» **PROVIDED PASSAGE**:
%%

By Angela Matthews
“One employee told me, “I was in a really bad place, but we’re remote, so no one saw”. This should never be the case in any organisation, for anyone.”
In the summer of 2021, remote or home working for desk-based workers was more or less commonplace by now due to the pandemic, even if we did not yet know if (or how) it would last in our own organisations in future. Here in BDF’s policy team, we started a series of work and health discussions with our members on a variety of topics – carers, flexible working, wellbeing products, health-related employee benefits. But the main thing people either requested to talk about or that naturally emerged from my discussions was, simply, emails. As we started talking about this more, we looked into where the workplace technologies – particularly those that send us notifications or ‘pings’ – employers provide for employees to use at work are actually making employees unwell and causing them to disengage from their job.
The term ‘ping dread’ emerged – and each time people spoke about the “dread” created by the sheer amount of emails and ‘pings’ from workplace tech they regularly experience, conversations about exhaustion, stress, anxiety, and burnout emerged. As a result of the continuous amount of ‘pings’ of content and ‘information overload’ caused by having so many ‘pingable’ devices open during the working day, one employee told me, “I was in a really bad place, but we’re remote, so no one saw”. This should never be the case in any organisation, for anyone.

%%

» **THE DATA**:
%%

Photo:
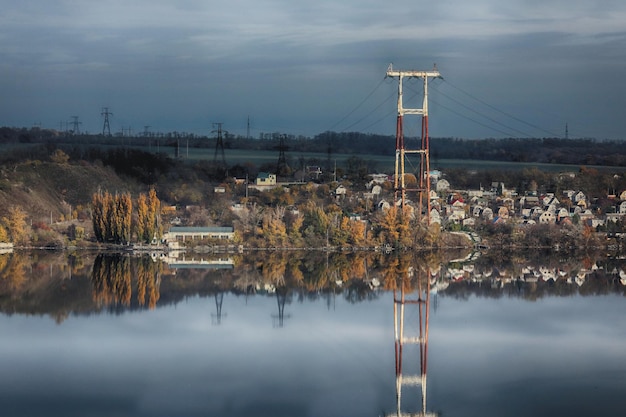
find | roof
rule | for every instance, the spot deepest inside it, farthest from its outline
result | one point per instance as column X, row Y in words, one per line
column 210, row 229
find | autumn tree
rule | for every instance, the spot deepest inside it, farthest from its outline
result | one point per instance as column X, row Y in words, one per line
column 111, row 217
column 16, row 224
column 4, row 235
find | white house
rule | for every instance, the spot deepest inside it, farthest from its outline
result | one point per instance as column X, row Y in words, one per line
column 192, row 233
column 442, row 185
column 547, row 217
column 266, row 178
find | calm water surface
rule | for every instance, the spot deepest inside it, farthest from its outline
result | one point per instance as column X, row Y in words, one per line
column 266, row 354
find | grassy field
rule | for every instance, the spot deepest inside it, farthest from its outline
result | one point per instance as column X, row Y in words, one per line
column 380, row 163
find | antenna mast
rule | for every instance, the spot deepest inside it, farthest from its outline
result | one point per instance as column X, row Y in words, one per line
column 219, row 145
column 75, row 125
column 423, row 180
column 106, row 128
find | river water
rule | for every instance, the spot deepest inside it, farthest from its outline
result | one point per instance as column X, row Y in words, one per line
column 128, row 336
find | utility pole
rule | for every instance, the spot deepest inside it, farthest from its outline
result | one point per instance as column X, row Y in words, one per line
column 106, row 128
column 423, row 175
column 219, row 145
column 75, row 125
column 416, row 299
column 281, row 166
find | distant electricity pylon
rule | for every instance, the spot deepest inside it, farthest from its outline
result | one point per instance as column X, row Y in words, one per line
column 106, row 128
column 219, row 145
column 281, row 167
column 423, row 174
column 75, row 125
column 414, row 335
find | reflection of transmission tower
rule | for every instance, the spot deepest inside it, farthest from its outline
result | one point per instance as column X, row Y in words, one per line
column 75, row 125
column 281, row 297
column 219, row 146
column 106, row 128
column 281, row 167
column 423, row 174
column 419, row 300
column 217, row 317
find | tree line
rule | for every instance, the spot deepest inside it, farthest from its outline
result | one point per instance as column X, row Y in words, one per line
column 580, row 151
column 115, row 221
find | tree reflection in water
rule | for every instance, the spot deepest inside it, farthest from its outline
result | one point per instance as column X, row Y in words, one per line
column 61, row 283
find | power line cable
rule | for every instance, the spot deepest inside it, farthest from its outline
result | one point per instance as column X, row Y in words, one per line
column 370, row 113
column 471, row 119
column 498, row 110
column 358, row 105
column 473, row 110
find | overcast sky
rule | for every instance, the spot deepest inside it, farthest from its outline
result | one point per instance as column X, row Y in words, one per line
column 517, row 68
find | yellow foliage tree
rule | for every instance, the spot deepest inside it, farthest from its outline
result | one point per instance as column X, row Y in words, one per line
column 16, row 224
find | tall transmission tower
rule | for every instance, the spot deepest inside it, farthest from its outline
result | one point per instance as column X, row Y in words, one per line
column 408, row 297
column 106, row 128
column 423, row 174
column 75, row 125
column 217, row 317
column 219, row 145
column 281, row 167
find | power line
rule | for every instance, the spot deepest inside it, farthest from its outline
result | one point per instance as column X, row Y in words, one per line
column 499, row 110
column 473, row 110
column 357, row 107
column 471, row 119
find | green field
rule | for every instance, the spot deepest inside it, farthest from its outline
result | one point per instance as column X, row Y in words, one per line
column 377, row 163
column 381, row 163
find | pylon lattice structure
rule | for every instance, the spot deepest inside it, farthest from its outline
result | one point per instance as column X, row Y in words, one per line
column 282, row 167
column 219, row 146
column 75, row 125
column 423, row 173
column 415, row 299
column 106, row 128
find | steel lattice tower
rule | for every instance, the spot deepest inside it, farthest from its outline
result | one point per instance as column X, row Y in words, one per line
column 106, row 128
column 417, row 299
column 219, row 146
column 423, row 174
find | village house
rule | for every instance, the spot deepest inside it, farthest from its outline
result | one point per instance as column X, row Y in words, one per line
column 183, row 234
column 266, row 178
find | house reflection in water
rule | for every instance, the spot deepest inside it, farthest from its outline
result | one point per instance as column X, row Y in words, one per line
column 412, row 300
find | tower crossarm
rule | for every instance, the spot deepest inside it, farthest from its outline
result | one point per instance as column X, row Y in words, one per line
column 434, row 73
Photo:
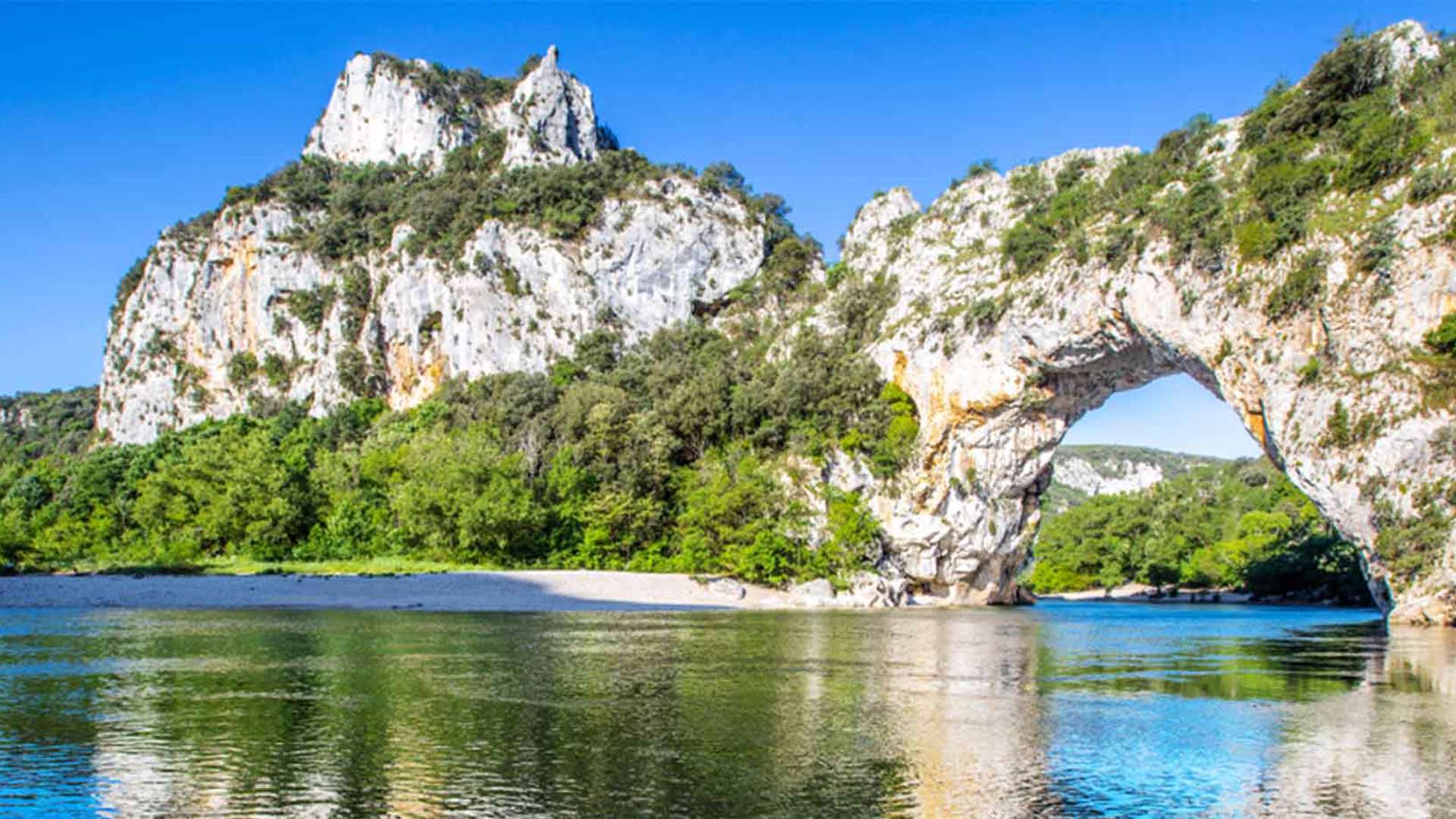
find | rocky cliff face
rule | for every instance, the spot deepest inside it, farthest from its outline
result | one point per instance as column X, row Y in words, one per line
column 1027, row 299
column 383, row 110
column 240, row 308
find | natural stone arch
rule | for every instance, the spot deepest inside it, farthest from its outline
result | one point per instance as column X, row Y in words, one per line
column 999, row 387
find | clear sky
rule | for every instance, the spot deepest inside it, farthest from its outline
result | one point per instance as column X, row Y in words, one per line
column 118, row 120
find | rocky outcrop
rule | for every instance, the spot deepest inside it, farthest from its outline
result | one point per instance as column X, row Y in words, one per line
column 235, row 311
column 389, row 110
column 1318, row 347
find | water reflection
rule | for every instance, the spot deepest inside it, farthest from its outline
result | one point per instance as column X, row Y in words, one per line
column 1055, row 710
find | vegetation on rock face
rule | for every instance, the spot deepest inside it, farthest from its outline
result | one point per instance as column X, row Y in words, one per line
column 669, row 455
column 1239, row 525
column 41, row 425
column 1350, row 127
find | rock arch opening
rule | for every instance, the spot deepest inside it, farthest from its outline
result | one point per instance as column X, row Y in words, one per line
column 1163, row 490
column 990, row 433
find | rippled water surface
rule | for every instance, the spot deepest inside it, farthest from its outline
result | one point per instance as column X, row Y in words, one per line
column 1062, row 708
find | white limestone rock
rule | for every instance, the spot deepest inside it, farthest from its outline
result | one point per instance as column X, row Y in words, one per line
column 514, row 299
column 996, row 397
column 383, row 110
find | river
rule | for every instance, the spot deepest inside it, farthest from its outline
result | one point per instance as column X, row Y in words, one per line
column 1053, row 710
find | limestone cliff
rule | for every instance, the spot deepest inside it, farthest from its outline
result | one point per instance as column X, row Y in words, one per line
column 384, row 108
column 1263, row 256
column 364, row 270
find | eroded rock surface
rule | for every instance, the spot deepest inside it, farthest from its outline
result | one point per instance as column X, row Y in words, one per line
column 237, row 311
column 384, row 110
column 1002, row 360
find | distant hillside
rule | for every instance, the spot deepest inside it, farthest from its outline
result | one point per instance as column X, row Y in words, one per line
column 1100, row 469
column 34, row 425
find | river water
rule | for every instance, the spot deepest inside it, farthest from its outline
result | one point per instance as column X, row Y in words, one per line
column 1055, row 710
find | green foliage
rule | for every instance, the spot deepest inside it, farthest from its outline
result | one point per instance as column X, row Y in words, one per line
column 312, row 306
column 1443, row 338
column 1030, row 245
column 353, row 371
column 1430, row 184
column 1337, row 428
column 128, row 284
column 277, row 371
column 39, row 425
column 1299, row 290
column 1234, row 525
column 1379, row 249
column 664, row 455
column 1310, row 371
column 983, row 314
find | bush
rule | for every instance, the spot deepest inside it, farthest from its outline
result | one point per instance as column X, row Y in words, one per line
column 1030, row 245
column 353, row 371
column 1299, row 290
column 1429, row 184
column 312, row 306
column 1443, row 338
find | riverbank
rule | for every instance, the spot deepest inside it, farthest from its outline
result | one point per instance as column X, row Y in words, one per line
column 1144, row 594
column 452, row 591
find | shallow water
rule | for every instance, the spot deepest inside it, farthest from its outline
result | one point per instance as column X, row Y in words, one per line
column 1062, row 708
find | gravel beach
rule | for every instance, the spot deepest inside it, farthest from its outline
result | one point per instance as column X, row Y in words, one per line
column 465, row 591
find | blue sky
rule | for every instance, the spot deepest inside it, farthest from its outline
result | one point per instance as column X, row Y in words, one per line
column 118, row 120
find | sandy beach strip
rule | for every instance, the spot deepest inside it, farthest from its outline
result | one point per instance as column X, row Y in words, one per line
column 460, row 591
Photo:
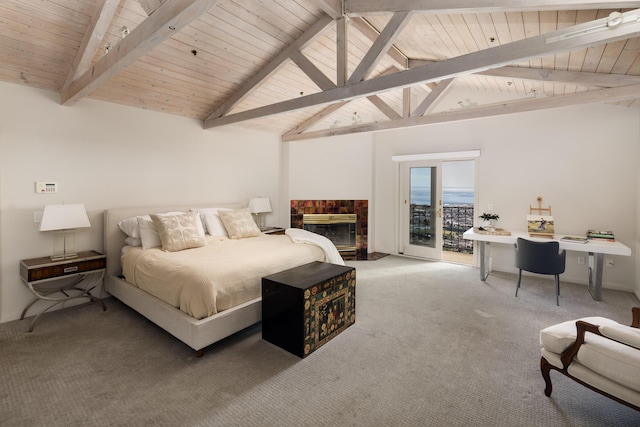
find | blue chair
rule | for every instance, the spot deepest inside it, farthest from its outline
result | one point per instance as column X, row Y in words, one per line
column 541, row 258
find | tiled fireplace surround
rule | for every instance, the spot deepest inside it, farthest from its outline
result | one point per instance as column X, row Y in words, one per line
column 358, row 207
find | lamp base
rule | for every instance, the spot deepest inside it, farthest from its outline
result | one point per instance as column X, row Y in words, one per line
column 63, row 257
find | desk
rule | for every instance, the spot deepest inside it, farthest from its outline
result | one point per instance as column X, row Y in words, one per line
column 596, row 250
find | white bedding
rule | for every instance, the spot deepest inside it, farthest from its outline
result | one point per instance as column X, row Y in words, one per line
column 224, row 273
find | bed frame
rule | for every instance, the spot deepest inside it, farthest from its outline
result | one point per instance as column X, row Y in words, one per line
column 197, row 334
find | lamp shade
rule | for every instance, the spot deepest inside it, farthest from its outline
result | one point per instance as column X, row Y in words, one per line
column 64, row 217
column 259, row 205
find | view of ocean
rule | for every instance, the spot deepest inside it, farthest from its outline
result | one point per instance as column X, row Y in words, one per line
column 450, row 196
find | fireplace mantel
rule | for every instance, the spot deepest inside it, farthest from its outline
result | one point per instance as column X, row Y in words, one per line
column 358, row 207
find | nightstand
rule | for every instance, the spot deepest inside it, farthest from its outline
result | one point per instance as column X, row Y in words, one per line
column 273, row 230
column 44, row 277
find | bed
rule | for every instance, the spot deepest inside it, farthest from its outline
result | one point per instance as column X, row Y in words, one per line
column 197, row 333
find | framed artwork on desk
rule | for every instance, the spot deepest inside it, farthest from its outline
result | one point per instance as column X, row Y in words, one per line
column 540, row 225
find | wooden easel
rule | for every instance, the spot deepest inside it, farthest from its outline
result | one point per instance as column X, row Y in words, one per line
column 540, row 211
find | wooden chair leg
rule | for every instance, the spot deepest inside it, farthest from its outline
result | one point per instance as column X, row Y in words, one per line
column 545, row 368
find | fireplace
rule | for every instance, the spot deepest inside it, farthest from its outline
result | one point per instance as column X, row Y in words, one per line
column 359, row 208
column 339, row 228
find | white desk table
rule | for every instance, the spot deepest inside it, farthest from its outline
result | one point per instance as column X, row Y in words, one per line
column 596, row 250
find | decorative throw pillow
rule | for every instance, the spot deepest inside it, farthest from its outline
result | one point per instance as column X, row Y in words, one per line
column 211, row 219
column 148, row 232
column 178, row 232
column 239, row 223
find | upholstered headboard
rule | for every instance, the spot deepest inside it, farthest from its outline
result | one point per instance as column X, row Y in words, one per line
column 114, row 237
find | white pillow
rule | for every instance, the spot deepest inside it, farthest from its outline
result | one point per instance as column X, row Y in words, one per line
column 149, row 233
column 129, row 227
column 133, row 241
column 212, row 221
column 179, row 232
column 239, row 223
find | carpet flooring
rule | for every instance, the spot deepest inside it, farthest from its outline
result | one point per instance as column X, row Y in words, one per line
column 432, row 345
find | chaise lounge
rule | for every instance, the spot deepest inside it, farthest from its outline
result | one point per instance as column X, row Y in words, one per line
column 597, row 352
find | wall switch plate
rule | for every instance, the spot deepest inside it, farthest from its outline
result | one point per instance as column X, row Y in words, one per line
column 46, row 187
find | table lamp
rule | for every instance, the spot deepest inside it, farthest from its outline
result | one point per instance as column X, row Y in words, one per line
column 64, row 219
column 258, row 206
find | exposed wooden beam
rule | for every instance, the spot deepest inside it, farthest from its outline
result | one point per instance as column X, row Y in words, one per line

%%

» **ABOUT THIS EXERCISE**: Continue the article on "ping dread" from workplace notifications, starting after its final sentence, "This should never be the case in any organisation, for anyone."

» **EXERCISE RESPONSE**:
But it is an employer’s legal duty to prevent work-related injuries – and this includes ensuring the psychological health and safety of employees in their working environment. Diversity and inclusion practice in the UK loosely tends to focus on employment law and the Equality Act, increasingly some human rights frameworks sometimes maybe. This, coupled with disabled people’s (very understandable) urge to move away from being subjected to health and safety narratives and procedures, has meant that health and safety law is rarely understood or utilised by inclusion practitioners in the workplace. Health and safety provisions are instead too often redirected to ‘risk’ or health and safety teams. But doing this ‘misses a trick’. UK health and safety guidance tells us what contributes to workplace stress and occupational burnout, and it also guides us on what to look out for to tackle it.
In March this year at our mental health and technology conference, I gave a presentation titled, “From ping dread to burnout: why we must manage technology instead of letting technology manage us”. Today we are publishing a discussion paper under the same title. The paper draws out some shocking statistics about how we use tech, some sad words of how employees “dread” annual leave because it just makes before and after leave busy and stressful, and it offers questions to ‘prompt’ internal discussions in organisations about the culture of burnout they could be creating by not acting on how workplace tech is managed in their workforces.
We will be holding a discussion group for BDF members in the summer. I hope to see you there.